**What you will do:**
Name every person mentioned in the forum excerpt below about quenched disorder and entropy.

**Selection:**
Regarding John Denker's comments:

Today in several messages, David Bowman and Leigh Palmer have been
advocating the notion that quenched disorder should not be counted as
entropy; for instance:
The ordered
pack has exactly the same entropy as the disordered pack,

Alas, that isn't right.

Oh?

In fact, it is a standard result from the thermodynamics of computation
that quenched disorder is disorder, and it counts as entropy.

Clearly, disorder is (by tautology) disorder whether it is quenched or
not. Depending on just what is meant quenched disorder can have *an*
entropy (in some info-theoretic sense) associated with it. But this
entropy is not thermodynamic entropy.

In particular, we can draw a very strict analogy:
sorted card deck <==> blank tape for Turing machine
shuffled card deck <==> "dirty" tape containing random 1s and 0s

I fail to see the analogy, and how the theory of the thermodynamic cost
of computation has anything to do with whether or not an entropy measure
associated with an amount of quenched disorder contributes to the actual
physical thermodynamic entropy for the system of interest.

and beautiful classic results show that the thermodynamic cost of erasing
the dirty tape is on the order of kT per bit, whereas blank tape doesn't
need to be erased, and any tape with a known (or easily computable) pattern
can be erased at arbitrarily small cost (much less than kT per bit).

**Data excerpt:**
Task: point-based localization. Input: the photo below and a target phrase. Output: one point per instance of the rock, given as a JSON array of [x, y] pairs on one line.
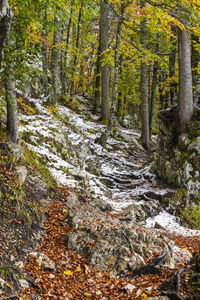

**Response:**
John Denker, David Bowman, Leigh Palmer